We've just finished testing the D5 and D6 versions of this module in-house, and it appears that the Solr's partial-word completion doesn't work in the 5.x version. Try searching for 'sub' and expecting 'submarine', and you'd expect the stemmer to kick in and return all the nodes with 'sub' AND all the nodes with 'submarine'. This does not happen for the 5.x, but it does for the 6.x. The synonym filter is working, however.

What changed? Who managed to enable this feature in D6, and can they backport it to D5 please?

Thanks in advance,
*****
Senpai

Support from Acquia helps fund testing for Drupal Acquia logo

Comments

Senpai’s picture

Assigned: Unassigned » Senpai

Update. It turns out that there is no difference between the two versions of this module as it pertains to partial-word completion. The real deal is that the $query that's sent to Solr needs to have varied parameters in order to provide partial-word completion or sounds-like completion matches.

I'll roll up a patch that takes care of this, and makes it an admin-settable checkbox.

robertDouglass’s picture

please provide examples of the different queries. Also please specify what Solr version you are using. Thanks.

robertDouglass’s picture

also note I've committed some stuff in the last minutes so you might want to cvs up before you start rolling patches.

Senpai’s picture

Title: Partial-word search works in D6 version, but not in D5 version. Why? » This patch enables partial-word search completion
Version: 5.x-1.0-beta2 » 5.x-1.x-dev
Status: Active » Needs review
FileSize
2.09 KB

Thanks to the genius mind of Bill O'Connor, the apachesolr searches can now do partial word completions! Thanks for the heads-up on the recent commits, Robert.

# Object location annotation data

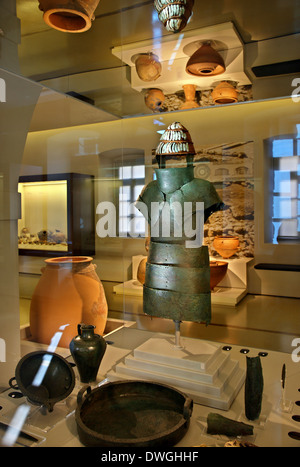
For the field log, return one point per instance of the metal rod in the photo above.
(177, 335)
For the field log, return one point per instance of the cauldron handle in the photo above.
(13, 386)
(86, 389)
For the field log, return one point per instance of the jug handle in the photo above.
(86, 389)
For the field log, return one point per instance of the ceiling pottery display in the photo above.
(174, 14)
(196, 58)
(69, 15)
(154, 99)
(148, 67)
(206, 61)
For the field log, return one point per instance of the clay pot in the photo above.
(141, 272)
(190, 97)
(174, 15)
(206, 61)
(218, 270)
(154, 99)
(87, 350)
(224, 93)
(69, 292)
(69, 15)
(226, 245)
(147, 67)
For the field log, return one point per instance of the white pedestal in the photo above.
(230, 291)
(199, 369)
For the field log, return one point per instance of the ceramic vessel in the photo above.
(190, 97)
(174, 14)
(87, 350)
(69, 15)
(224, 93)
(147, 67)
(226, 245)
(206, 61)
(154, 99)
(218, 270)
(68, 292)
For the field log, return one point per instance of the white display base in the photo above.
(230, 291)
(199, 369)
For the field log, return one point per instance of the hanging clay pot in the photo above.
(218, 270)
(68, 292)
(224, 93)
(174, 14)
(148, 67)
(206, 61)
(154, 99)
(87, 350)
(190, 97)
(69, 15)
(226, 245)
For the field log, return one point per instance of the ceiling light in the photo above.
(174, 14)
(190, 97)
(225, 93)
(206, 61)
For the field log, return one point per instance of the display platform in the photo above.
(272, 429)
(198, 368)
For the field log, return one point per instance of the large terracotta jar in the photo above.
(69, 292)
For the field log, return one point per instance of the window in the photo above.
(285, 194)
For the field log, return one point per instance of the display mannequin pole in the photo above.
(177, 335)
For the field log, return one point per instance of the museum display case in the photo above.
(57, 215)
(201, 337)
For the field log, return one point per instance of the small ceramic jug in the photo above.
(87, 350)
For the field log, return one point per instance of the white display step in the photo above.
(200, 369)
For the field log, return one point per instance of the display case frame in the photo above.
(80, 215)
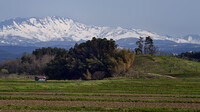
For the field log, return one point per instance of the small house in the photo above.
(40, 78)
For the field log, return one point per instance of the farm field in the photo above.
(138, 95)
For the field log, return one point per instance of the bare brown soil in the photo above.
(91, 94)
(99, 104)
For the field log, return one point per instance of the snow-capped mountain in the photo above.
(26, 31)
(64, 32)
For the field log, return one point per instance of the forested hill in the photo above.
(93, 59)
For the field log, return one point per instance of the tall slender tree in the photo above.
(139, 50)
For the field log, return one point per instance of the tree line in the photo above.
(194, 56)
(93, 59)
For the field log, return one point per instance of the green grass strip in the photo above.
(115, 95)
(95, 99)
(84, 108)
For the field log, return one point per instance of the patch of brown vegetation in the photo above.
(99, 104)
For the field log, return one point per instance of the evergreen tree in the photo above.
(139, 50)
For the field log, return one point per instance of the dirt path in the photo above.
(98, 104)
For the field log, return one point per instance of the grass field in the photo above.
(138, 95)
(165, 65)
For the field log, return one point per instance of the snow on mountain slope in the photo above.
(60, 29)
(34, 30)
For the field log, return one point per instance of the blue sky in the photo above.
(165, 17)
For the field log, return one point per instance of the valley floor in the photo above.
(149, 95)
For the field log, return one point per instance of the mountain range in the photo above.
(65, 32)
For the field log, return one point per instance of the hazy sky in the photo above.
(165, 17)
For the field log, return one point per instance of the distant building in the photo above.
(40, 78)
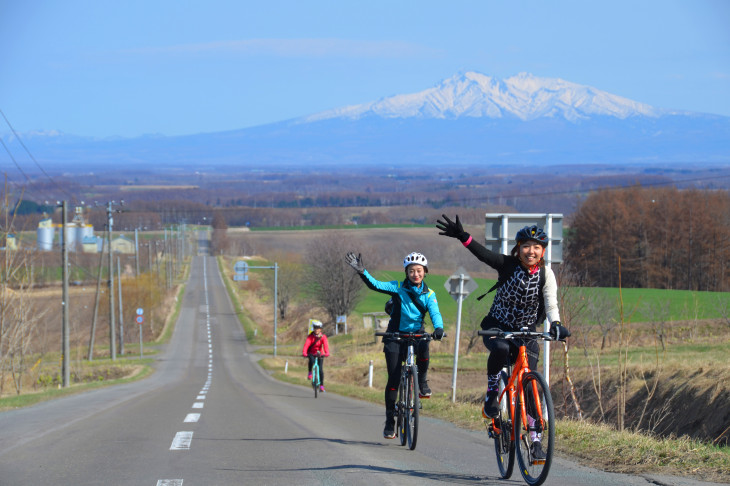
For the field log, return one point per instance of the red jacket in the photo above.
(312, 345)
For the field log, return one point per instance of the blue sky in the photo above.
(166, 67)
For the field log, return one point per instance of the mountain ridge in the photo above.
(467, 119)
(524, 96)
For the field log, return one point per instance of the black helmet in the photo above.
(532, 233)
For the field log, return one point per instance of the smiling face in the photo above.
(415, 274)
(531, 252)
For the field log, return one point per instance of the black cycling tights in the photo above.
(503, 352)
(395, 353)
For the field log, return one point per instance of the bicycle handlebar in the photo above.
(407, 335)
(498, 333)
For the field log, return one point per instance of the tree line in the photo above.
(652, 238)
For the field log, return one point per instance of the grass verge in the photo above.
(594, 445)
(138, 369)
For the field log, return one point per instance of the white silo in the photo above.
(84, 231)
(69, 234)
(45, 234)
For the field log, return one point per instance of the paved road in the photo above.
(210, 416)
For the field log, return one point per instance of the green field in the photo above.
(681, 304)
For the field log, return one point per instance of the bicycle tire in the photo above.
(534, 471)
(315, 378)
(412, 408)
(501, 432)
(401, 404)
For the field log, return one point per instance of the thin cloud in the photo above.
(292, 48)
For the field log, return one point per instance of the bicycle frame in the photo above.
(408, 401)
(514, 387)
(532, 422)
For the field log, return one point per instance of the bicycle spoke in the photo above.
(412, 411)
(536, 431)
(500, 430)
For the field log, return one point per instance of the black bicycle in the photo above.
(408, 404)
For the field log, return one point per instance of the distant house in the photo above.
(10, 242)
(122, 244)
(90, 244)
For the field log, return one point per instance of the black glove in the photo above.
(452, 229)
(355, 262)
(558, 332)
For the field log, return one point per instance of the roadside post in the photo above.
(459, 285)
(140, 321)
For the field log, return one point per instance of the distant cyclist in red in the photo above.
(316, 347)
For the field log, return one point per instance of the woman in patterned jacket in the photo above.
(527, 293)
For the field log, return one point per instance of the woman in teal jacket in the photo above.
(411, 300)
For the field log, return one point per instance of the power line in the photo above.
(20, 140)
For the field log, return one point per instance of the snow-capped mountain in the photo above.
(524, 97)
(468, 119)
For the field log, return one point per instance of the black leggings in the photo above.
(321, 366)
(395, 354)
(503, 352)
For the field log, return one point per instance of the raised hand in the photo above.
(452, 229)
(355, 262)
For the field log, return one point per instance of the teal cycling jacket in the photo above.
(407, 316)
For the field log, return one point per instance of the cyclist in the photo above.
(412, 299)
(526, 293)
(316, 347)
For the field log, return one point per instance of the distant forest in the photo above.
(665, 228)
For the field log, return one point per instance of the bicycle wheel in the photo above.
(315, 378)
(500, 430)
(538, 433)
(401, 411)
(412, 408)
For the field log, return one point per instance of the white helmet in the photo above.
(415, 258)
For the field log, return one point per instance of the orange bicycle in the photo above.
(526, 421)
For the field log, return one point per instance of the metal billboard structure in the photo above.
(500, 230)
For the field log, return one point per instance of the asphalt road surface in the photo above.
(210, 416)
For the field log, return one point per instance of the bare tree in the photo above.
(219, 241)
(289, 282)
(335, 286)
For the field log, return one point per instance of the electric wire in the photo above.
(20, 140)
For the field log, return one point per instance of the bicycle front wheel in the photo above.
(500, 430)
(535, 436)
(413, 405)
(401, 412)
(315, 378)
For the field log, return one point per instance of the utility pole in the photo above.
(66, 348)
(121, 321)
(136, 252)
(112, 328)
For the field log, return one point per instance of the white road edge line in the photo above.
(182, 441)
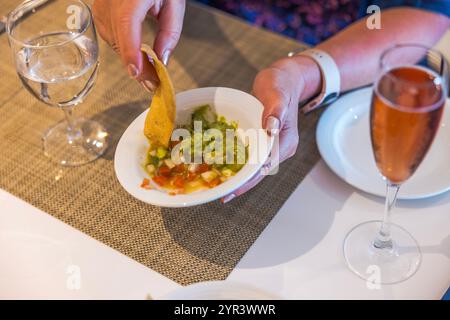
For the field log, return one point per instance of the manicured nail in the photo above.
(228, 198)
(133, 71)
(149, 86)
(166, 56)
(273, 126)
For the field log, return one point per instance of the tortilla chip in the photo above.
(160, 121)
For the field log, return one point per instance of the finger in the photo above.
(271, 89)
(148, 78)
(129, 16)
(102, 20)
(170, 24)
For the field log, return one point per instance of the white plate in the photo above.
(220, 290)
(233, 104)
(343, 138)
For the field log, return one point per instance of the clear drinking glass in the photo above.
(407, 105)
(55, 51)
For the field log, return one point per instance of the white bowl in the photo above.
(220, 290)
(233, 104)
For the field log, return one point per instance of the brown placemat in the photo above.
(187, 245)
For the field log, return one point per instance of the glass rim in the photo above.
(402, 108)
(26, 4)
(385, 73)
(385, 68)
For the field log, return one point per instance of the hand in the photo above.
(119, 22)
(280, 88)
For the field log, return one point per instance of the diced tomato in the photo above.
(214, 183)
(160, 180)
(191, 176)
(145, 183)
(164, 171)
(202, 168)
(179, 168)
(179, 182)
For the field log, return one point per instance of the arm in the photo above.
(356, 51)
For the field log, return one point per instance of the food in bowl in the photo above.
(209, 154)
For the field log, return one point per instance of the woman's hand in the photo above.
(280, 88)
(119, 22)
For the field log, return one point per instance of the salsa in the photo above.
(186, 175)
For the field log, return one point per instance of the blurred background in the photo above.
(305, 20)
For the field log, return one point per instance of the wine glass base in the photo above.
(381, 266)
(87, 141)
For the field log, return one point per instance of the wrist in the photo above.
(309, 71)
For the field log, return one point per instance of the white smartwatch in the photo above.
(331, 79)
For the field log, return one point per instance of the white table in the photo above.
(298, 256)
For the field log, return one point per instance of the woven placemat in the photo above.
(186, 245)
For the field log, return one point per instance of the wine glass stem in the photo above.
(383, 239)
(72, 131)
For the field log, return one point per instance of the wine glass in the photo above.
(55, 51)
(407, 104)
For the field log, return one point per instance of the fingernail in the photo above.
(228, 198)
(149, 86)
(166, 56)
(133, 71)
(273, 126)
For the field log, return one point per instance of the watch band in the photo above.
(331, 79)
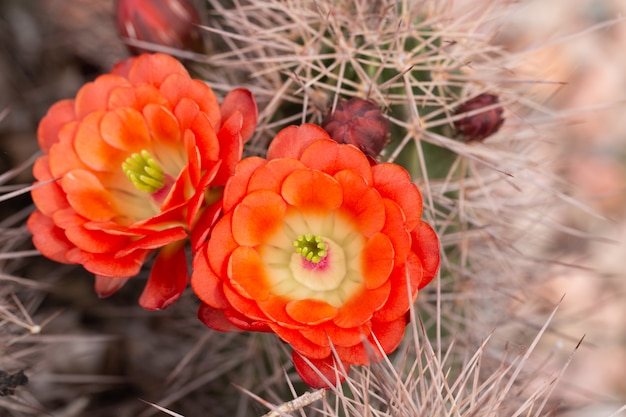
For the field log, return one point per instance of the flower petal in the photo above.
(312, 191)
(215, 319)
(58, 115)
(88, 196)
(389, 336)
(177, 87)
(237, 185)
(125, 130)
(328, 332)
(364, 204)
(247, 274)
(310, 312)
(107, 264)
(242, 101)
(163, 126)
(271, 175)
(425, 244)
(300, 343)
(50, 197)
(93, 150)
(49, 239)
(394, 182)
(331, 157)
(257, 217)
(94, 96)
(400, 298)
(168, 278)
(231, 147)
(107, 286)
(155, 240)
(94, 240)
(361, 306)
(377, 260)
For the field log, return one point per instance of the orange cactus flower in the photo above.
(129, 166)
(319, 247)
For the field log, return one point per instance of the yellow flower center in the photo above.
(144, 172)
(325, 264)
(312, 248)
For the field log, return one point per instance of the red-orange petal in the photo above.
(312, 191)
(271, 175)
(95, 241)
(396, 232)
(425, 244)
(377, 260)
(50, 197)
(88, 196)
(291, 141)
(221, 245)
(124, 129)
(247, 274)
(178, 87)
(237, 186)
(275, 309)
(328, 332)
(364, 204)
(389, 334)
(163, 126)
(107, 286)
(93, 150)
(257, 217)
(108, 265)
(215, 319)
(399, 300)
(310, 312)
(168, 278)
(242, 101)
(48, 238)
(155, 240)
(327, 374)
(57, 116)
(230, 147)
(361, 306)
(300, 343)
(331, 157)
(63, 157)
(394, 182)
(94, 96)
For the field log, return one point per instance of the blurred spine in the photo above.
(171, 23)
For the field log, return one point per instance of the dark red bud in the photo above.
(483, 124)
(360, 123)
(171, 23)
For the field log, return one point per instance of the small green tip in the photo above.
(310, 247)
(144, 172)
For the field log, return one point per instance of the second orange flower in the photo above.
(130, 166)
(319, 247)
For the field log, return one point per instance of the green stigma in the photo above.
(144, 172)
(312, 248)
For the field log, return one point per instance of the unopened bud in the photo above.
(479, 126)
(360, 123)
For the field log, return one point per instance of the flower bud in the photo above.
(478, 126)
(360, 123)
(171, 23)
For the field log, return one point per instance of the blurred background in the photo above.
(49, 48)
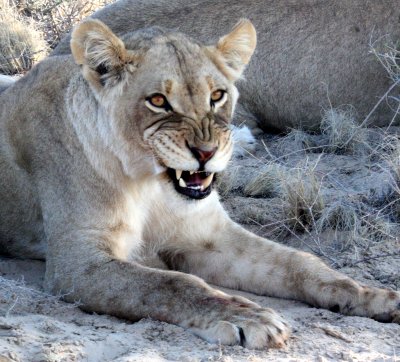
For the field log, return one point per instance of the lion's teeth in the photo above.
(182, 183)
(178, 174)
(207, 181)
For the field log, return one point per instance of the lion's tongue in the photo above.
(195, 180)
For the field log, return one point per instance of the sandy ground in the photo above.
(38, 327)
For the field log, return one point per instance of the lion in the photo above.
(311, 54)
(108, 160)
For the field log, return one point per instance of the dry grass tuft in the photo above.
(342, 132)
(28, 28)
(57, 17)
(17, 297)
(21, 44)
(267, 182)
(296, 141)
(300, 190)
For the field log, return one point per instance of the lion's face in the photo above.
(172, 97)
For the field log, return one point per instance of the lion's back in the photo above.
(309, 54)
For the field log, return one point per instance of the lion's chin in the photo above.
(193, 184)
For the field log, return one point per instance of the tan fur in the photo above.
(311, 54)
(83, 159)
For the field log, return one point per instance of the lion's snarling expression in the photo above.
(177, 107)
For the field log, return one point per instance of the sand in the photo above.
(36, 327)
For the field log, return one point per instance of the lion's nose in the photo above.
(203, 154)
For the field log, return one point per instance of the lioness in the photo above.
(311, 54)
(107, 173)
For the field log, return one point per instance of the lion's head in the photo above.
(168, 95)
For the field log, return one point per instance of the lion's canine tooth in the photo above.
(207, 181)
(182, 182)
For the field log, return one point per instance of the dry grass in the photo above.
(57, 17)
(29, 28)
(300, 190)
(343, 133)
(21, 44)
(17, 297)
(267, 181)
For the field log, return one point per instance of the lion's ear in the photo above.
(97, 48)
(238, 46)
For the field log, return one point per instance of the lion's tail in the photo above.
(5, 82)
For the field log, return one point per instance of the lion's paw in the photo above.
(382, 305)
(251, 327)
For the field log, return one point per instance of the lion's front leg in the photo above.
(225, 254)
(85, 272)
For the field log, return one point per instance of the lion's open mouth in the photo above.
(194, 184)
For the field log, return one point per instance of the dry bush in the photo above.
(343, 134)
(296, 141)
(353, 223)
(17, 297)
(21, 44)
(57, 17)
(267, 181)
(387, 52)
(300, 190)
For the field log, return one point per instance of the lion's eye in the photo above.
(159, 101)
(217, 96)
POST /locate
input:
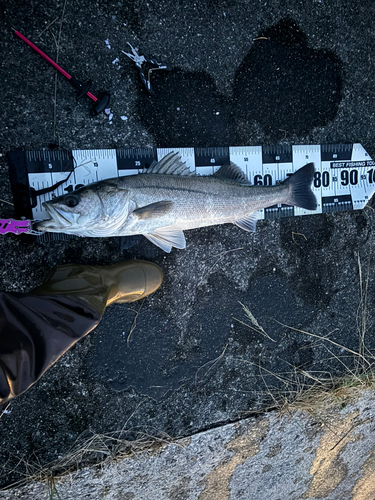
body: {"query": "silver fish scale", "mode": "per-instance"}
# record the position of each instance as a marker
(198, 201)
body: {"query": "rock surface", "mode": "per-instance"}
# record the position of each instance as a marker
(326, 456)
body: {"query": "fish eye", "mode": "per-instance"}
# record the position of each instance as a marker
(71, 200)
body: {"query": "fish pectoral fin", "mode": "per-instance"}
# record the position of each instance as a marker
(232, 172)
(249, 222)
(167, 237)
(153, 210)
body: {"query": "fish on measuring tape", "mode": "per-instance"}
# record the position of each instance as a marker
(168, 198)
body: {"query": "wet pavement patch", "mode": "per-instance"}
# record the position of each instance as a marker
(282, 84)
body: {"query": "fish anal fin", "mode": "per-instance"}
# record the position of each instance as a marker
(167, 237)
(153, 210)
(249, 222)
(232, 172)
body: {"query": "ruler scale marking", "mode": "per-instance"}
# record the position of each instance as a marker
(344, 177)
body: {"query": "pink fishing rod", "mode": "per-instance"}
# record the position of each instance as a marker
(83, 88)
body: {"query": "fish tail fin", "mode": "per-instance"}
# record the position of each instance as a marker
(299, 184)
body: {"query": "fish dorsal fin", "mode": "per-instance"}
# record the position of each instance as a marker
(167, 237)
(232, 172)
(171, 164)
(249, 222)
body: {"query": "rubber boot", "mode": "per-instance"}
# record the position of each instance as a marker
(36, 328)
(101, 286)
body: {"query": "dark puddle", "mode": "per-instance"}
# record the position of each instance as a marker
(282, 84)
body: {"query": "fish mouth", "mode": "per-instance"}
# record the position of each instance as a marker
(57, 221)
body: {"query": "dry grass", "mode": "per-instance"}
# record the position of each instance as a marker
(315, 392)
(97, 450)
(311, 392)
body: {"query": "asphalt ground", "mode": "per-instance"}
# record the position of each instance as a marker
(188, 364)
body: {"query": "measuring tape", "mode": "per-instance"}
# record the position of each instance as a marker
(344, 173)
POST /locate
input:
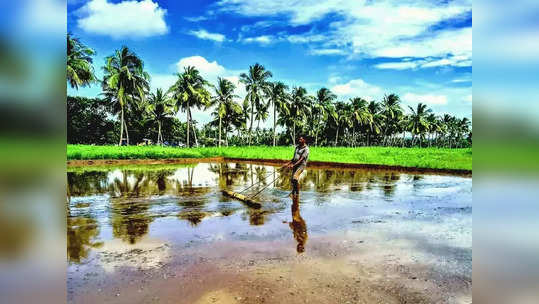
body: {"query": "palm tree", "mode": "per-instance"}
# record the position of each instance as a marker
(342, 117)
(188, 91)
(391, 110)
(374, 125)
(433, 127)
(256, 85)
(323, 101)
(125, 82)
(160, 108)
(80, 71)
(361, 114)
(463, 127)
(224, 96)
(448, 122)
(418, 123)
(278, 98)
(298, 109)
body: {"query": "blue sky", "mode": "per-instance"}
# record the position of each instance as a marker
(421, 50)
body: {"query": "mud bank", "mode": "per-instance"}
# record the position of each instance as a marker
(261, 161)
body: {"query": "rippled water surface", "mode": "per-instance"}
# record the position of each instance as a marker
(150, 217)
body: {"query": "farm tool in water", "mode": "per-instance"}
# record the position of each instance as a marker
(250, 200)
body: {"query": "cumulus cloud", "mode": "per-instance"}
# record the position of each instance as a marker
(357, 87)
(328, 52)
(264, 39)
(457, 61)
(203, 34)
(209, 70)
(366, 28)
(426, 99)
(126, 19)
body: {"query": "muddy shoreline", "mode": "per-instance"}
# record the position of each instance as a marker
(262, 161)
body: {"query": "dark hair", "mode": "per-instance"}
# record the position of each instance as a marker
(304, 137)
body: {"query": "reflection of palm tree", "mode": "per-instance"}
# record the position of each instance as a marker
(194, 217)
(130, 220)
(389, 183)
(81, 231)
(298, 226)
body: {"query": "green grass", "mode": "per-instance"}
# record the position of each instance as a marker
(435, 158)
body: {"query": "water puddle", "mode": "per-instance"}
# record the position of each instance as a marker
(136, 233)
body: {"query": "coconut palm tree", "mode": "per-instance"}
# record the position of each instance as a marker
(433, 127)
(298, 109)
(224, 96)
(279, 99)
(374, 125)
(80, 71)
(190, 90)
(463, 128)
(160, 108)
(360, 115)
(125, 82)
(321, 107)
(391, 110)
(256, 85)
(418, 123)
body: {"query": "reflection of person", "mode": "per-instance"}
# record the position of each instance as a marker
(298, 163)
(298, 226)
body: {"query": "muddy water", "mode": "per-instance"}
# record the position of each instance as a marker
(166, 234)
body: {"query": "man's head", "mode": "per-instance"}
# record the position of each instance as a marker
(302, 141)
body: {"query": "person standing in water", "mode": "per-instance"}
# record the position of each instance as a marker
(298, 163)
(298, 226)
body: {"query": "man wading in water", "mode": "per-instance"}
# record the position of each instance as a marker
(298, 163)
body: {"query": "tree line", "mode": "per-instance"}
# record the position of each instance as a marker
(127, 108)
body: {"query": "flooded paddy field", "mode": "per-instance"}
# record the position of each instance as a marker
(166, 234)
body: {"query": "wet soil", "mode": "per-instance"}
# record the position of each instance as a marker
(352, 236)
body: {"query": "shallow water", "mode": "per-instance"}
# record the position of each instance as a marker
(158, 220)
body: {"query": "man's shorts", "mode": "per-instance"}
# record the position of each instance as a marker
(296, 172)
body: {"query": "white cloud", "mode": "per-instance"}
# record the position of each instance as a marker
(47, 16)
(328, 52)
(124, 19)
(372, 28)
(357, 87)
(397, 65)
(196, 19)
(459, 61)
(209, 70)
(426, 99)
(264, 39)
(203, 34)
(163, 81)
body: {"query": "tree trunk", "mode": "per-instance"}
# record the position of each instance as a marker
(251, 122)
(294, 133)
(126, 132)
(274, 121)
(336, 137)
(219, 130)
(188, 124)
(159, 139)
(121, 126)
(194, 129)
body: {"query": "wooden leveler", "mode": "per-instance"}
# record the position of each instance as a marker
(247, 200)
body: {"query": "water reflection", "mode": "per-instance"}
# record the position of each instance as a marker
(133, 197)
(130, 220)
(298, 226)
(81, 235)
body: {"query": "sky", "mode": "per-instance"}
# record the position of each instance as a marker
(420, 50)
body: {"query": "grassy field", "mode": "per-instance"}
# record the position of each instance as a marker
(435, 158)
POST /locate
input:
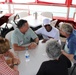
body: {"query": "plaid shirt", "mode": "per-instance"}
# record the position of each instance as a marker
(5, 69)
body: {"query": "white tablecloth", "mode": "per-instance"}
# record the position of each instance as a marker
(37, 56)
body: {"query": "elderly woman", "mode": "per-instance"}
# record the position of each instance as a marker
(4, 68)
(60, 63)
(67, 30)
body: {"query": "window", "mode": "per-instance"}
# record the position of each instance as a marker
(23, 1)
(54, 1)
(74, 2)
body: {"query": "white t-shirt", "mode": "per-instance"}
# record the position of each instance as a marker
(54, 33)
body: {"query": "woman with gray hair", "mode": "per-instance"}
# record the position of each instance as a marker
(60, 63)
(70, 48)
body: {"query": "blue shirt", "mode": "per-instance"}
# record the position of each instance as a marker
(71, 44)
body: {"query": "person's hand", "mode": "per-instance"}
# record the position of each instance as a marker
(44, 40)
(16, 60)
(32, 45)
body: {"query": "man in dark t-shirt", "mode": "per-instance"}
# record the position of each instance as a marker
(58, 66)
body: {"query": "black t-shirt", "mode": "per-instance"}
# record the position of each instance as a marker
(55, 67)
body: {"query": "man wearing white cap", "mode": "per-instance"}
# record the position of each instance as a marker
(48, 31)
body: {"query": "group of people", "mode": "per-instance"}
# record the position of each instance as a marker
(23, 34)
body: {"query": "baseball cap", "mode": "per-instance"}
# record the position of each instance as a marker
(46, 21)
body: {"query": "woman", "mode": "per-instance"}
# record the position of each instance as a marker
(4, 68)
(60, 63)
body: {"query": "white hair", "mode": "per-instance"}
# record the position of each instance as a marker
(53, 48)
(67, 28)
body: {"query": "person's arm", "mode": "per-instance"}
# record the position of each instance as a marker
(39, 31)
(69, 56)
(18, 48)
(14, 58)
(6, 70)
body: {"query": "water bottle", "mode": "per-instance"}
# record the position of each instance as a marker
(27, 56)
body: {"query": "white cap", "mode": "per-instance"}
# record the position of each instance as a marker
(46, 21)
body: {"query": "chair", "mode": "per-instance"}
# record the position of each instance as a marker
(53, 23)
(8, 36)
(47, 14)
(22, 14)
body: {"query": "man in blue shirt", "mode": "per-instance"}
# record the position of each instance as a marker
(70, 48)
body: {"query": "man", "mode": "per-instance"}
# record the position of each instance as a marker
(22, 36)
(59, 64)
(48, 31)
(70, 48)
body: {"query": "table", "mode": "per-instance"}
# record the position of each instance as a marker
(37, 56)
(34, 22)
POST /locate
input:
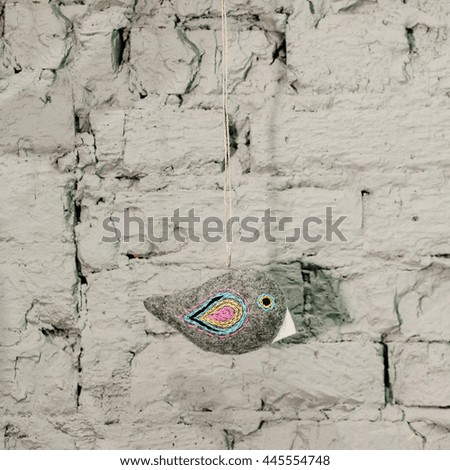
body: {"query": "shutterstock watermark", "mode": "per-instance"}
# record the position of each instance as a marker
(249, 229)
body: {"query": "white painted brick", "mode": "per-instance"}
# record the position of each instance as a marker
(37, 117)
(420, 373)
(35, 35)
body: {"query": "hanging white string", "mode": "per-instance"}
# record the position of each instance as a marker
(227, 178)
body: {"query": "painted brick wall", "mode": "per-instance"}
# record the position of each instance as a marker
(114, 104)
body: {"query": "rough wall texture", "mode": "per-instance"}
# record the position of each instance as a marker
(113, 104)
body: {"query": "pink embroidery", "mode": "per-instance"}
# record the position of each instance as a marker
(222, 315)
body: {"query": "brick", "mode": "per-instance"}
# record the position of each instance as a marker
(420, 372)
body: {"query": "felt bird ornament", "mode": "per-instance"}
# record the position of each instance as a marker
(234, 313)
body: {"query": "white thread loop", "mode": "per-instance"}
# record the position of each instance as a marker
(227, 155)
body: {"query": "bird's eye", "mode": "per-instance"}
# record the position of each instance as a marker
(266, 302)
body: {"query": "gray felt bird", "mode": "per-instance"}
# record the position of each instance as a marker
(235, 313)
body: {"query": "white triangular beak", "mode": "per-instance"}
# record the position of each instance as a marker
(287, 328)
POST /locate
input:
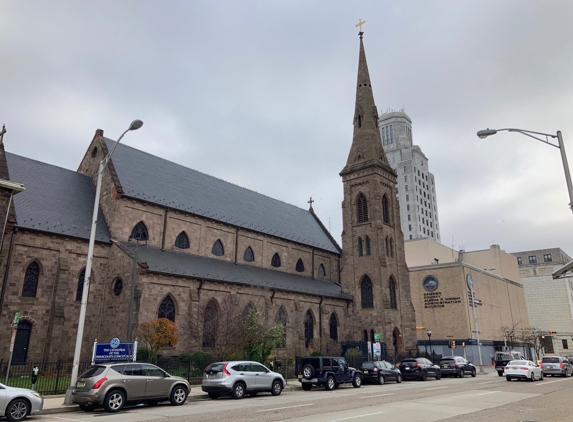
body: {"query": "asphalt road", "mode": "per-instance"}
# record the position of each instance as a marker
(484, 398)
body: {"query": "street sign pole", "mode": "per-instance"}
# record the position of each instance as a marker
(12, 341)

# Challenges
A. Please copy the partial-word search thread from "Update. It turns" up to and including "are using. Thanks.".
B. List each line of the listing that contains the word "ceramic".

# The results
A.
Update. It turns out that there is no difference between the two versions of this module as it pertains to partial-word completion. The real deal is that the $query that's sent to Solr needs to have varied parameters in order to provide partial-word completion or sounds-like completion matches.

I'll roll up a patch that takes care of this, and makes it an admin-settable checkbox.

robertDouglass’s picture

please provide examples of the different queries. Also please specify what Solr version you are using. Thanks.

B.
For the field log, return one point per instance of the ceramic vessel in the photo above.
For the field log, return one point per instance of the small ceramic jug in the photo above.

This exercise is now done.